Ayu Oktariani, 33 tahun, terinfeksi HIV dari sang suami yang merupakan pecandu narkoba suntik di masa sekolah dulu. pada tahun 2009, bermula ketika sang suami sakit keras dan pemeriksaan lab menunjukkan bahwa suaminya positif mengidap human immunodeficiency virus atau HIV dan sudah memasuki stadium AIDS.
“Saya berusaha keras menyeimbangkan efek samping dengan manfaat obat. Jika efeknya adalah lemas, maka saya menambah energi dengan makan sehat dan tidur secara teratur. Jika efeknya adalah pusing, maka saya menyesuaikan dengan jadwal aktivitas agar tidak terganggu.”
Baca Juga:
Ketika hasil diagnosis disampaikan, perempuan yang kini aktif sebagai anggota Dewan Nasional Ikatan Perempuan Positif Indonesia ini — sebuah jaringan nasional pertama bagi perempuan Indonesia dengan HIV dan terdampak AIDS — turut memeriksakan diri. Dan dari sana diketahui, bahwa ia juga positif terinfeksi HIV.
Dua minggu kemudian setelah dinyatakan bahwa ia mengidap HIV, sang suami meninggalkannya untuk selama-lamanya. Tak pelak, beban berat pun disandangnya lantaran ia memiliki anak, dan belum lagi stigma negatif yang diberikan masyarakat kepada Ayu dan keluarganya, terutama saat mengetahui bahwa sang suami meninggal karena AIDS. Tapi bukan Ayu namanya jika ia tak segera bangkit dan memutuskan “berdamai” dengan HIV, “Anak dan orangtua adalah sumber kekuatan untuk terus maju ke depan dan melanjutkan hidup dengan lebih baik,” tegas Ayu.
※
*PERNYATAAN TUGAS*:
Tuliskan lanjutan kisah Ayu Oktariani yang hidup dengan HIV di atas, mulai setelah kalimat terakhirnya.
※
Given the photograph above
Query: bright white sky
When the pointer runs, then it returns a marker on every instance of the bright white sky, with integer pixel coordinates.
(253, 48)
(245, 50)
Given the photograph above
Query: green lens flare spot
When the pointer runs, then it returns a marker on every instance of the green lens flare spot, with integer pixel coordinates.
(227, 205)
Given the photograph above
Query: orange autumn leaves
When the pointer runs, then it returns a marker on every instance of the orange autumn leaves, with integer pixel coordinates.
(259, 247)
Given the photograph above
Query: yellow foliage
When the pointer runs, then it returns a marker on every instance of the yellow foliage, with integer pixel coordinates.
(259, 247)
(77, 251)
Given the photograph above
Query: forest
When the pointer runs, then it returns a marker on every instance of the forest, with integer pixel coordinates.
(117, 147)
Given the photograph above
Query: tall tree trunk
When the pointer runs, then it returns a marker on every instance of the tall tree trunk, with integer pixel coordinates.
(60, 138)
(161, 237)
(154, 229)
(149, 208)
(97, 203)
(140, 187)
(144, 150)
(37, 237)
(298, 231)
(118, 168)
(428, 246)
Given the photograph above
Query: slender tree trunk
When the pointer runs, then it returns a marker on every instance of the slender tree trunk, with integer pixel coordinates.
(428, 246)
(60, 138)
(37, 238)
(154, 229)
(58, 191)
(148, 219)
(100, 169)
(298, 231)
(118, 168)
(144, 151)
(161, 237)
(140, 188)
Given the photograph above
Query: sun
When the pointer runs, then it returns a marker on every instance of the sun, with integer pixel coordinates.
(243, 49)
※
*JAWABAN TUGAS*:
Sempat Khawatir
Diakui Ayu, awalnya ia memiliki kekhawatiran yang luar biasa mengenai HIV, apalagi ia menyaksikan sendiri suaminya meninggal setelah menghadapi fase AIDS yang begitu sulit. “Saya sempat merasa takut kondisi saya akan memburuk seperti suami saya. Tapi kemudian dokter menjelaskan tentang obat antiretroviral (ARV) dan saya memulai terapi, lalu pelan-pelan mulai mengenal lebih banyak ODHIV lainnya yang tetap bertahan meskipun sudah belasan tahun terinfeksi HIV bahkan tetap hidup sehat,” jelas Ayu dengan antusias.
“Semua hal tersebut termasuk kehadiran anak saya, membuat saya memutuskan untuk bangkit dan berdamai dengan keadaan yang tidak bisa saya ubah. Karena marah dan penolakan tidak akan mengubah keadaan saya, sehingga saya memutuskan untuk menjalani hidup sebaik mungkin dan berdamai dengan keadaan,” imbuh Ayu yang selain aktif untuk berkampanye isu HIV dan AIDS, juga kerap melakukan advokasi untuk pengobatan hepatitis C agar mereka dapat mengakses obat secara gratis.
Berbicara mengenai obat, diakui Ayu ia tidak langsung mengonsumsi ARV saat didiagnosis positif HIV dan baru menjalani terapi ARV pada 2010. Pada satu tahun pertama sewaktu didiagnosis, ia menjalani pengobatan untuk TB, pengobatan pencegahan kotrimoksazol dan juga secara bersamaan melakukan pengobatan herpes zoster.
“Pada dasarnya semua obat-obatan yang saya minum, tidak hanya ARV, memberikan banyak efek samping,” kenang Ayu. Namun karena tekad Ayu yang kuat untuk segera pulih dan tidak ingin mati sia-sia karena kondisi yang terus menurun akibat HIV, Ayu pun “ngotot” melanjutkan terapi ARV termasuk menghadapi efek samping yang ia terima.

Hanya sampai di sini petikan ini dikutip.